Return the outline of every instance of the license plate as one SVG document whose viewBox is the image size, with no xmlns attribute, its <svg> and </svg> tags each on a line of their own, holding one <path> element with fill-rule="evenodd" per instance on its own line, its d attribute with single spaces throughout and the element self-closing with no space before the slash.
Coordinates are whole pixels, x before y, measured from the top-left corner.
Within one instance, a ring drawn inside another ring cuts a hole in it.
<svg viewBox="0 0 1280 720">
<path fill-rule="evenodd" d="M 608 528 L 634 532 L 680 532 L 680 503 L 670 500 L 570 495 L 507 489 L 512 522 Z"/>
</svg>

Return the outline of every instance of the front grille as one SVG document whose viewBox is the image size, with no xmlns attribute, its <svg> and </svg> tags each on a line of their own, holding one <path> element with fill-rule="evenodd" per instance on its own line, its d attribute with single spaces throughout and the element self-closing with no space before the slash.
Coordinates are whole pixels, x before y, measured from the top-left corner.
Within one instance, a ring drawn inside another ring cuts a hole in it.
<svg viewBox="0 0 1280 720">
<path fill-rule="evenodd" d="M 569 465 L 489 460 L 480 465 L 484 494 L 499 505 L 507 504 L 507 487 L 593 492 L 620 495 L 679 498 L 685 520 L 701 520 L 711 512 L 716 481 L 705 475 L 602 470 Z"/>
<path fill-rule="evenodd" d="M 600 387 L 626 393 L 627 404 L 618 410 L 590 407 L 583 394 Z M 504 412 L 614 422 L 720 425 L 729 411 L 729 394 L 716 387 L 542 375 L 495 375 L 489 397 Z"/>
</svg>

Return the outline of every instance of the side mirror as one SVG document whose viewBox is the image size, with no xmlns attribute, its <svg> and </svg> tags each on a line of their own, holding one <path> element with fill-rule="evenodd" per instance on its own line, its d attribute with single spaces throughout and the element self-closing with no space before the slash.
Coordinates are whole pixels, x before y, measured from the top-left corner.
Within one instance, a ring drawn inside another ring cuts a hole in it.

+++++

__Description of the task__
If a line in the entries above contains the word "outline", count it, and give only the final number.

__Response area__
3